## [READING PASSAGE]
— start —

Joyce DiDonato shares a week in her life as she prepared for the opening of La Donna del Lago at New York’s Metropolitan Opera and the Grammy Awards in LA earlier this month.
Monday: I wake up in my own bed in my very own hometown of Kansas. Yesterday I performed at the new Kauffman Center for the Performing Arts – a jewel of a concert hall – for the Harriman-Jewell Series 50th Anniversary Gala. It was the first time Juan Diego Flórez and I have appeared in concert together and the anticipation was immense. In rehearsals we went through a flurry of improvisations, saying things like ‘I’ll enter here’ and ‘Let’s take the high note for eight beats this time’, and the adrenalin was pumping. The concert was a smash, and afterwards I escaped to a private dinner with close friends and family, mercifully escaping the Super Bowl frenzy that has captured the rest of the US. We had the restaurant entirely to ourselves. Heavenly.
This morning is not so perfect: my flight to New York has been cancelled, which means I’m missing an orchestra sitzprobe of La Donna del Lago for the Metropolitan Opera, so I’ll also miss my one chance to introduce my phrasing, tempi and timbre to the orchestra. But this is the Met, so I’m not in the least bit worried. My flight is rescheduled for tomorrow, and I profit from a free day by hitting my favourite vegan restaurant and hibernating away from the howling winter winds.

— end —

## [WORK INSTRUCTIONS]
1. In the opera diary, why will the singer miss her one chance to introduce her phrasing, tempi and timbre to the orchestra?
2. Pick up the opera diary after its final sentence and carry on writing it.

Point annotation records

— start —

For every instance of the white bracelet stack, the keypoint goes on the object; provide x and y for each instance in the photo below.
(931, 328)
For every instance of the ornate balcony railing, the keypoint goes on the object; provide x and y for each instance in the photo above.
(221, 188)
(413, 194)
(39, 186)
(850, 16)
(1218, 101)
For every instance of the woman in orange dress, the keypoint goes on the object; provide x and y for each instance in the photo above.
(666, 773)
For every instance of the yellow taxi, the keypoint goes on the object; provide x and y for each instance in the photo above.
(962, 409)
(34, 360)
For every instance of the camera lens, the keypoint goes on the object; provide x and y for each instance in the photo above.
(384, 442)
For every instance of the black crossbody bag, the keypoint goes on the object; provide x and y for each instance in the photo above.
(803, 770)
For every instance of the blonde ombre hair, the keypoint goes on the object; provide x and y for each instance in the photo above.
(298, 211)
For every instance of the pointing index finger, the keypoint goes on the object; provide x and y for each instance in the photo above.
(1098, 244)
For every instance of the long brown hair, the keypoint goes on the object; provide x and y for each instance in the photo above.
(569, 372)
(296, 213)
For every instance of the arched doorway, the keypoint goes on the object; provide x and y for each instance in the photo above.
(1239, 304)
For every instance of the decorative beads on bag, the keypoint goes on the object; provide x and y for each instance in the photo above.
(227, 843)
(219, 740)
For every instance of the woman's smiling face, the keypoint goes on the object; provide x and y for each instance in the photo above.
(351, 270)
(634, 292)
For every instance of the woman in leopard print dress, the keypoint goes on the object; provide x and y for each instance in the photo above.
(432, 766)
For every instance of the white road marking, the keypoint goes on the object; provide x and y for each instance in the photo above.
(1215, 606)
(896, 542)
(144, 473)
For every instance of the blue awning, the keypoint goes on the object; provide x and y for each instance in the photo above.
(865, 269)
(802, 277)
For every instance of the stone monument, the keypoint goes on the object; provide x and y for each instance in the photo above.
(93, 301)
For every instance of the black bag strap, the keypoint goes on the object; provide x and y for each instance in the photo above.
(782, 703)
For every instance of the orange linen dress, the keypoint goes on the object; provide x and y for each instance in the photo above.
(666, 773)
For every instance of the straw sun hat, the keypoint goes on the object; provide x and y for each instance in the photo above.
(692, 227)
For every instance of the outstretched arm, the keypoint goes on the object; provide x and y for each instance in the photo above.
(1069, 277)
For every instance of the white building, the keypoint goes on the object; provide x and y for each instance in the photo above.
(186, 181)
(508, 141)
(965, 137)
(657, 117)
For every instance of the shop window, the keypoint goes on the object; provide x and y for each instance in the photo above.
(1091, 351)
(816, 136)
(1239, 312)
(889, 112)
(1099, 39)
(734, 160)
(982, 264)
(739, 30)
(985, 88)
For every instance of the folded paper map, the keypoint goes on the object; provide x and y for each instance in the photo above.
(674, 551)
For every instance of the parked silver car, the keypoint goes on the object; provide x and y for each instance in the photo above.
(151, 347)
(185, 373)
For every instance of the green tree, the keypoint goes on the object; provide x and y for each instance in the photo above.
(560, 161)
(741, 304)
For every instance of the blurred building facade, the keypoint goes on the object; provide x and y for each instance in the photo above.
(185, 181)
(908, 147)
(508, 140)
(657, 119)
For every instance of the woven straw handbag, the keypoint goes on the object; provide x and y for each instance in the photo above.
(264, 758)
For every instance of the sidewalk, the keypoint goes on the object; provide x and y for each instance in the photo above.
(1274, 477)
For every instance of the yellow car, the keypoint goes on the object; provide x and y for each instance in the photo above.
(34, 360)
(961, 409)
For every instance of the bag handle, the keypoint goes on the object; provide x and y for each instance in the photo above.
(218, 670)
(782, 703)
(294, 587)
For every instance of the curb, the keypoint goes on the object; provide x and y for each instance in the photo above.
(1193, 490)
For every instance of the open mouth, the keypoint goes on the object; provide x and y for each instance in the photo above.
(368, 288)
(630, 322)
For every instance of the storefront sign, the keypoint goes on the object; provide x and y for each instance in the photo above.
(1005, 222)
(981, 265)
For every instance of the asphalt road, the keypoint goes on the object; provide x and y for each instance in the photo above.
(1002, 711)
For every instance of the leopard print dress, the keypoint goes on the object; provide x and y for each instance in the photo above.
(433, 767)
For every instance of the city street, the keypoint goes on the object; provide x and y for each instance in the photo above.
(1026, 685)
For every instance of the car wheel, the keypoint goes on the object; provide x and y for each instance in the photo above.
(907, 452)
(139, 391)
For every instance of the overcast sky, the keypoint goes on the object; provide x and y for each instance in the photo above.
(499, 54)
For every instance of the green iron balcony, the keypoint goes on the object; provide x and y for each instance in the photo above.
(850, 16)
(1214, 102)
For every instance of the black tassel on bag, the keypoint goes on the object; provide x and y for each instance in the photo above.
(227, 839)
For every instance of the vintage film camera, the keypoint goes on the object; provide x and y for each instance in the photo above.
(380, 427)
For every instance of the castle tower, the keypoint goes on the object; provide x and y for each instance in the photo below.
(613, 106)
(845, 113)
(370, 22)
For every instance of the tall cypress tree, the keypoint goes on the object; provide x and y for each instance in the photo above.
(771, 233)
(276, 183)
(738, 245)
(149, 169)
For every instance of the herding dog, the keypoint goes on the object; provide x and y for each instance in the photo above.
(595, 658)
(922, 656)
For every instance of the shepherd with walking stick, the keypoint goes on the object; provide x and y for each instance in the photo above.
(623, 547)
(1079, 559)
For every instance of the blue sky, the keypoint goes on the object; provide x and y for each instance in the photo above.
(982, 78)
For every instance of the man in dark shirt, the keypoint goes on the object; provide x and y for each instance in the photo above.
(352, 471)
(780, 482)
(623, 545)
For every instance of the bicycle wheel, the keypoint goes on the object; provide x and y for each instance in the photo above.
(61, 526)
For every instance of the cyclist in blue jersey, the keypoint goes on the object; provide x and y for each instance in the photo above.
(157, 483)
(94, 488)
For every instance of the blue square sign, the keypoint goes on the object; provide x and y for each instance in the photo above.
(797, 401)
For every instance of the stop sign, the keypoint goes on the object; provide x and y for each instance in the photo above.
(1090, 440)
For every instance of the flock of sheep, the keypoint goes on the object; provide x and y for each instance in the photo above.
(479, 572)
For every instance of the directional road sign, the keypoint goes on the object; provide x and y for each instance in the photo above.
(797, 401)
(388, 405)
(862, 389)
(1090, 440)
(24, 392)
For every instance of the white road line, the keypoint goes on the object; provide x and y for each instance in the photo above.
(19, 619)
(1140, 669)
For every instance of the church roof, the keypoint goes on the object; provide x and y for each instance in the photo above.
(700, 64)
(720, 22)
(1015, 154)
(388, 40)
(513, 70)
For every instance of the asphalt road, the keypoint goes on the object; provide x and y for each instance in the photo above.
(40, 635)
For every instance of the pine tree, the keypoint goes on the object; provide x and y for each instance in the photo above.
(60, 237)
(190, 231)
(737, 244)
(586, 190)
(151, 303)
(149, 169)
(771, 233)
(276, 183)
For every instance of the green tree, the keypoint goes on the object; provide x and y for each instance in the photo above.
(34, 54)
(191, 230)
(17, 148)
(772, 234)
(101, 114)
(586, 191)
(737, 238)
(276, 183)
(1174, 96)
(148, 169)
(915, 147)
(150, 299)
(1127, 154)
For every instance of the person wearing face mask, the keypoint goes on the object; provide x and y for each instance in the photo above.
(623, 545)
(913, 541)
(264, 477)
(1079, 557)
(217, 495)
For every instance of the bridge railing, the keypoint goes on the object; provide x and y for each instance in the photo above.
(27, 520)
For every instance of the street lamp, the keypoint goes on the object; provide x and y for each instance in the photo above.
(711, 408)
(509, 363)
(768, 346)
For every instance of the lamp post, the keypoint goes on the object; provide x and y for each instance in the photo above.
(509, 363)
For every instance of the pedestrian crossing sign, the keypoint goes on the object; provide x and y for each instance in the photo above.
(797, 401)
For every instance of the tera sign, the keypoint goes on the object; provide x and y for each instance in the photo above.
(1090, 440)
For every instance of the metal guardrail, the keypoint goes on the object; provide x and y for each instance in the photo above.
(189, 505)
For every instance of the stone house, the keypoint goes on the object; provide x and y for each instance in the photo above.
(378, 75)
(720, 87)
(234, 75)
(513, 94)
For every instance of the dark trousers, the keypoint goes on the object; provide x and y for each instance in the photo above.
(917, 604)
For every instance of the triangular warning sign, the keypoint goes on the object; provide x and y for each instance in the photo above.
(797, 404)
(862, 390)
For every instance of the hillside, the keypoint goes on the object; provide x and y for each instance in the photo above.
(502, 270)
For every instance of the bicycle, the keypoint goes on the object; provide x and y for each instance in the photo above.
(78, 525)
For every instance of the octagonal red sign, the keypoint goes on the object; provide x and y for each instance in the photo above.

— end —

## [SOLVED PROBLEMS]
1. Her flight to New York was cancelled, so she will miss the orchestra sitzprobe of La Donna del Lago at the Metropolitan Opera. That rehearsal was her only opportunity to present her phrasing, tempi and timbre to the orchestra.

2.
Tuesday: For the second day in a row flights are cancelled, and so for a third morning running I wake up in my own bed – I feel like I’ve won the lottery. I have been at home for a grand total of just 22 days in the past year, so this is a morning to be truly savoured. This bubble of bliss is quickly popped, though, by the realisation that I will miss the only full run-through of the opera before going on stage. I worry that my absence could potentially throw off the entire week of rehearsals, but there really is nothing to be done. I’m given another 24 hours to revel in my own home (the value of which, in terms of revitalising one’s spirit, should not be underestimated). I whip myself into action: months of receipts and paperwork are filed, and I get loads of laundry done. Talk about glamour!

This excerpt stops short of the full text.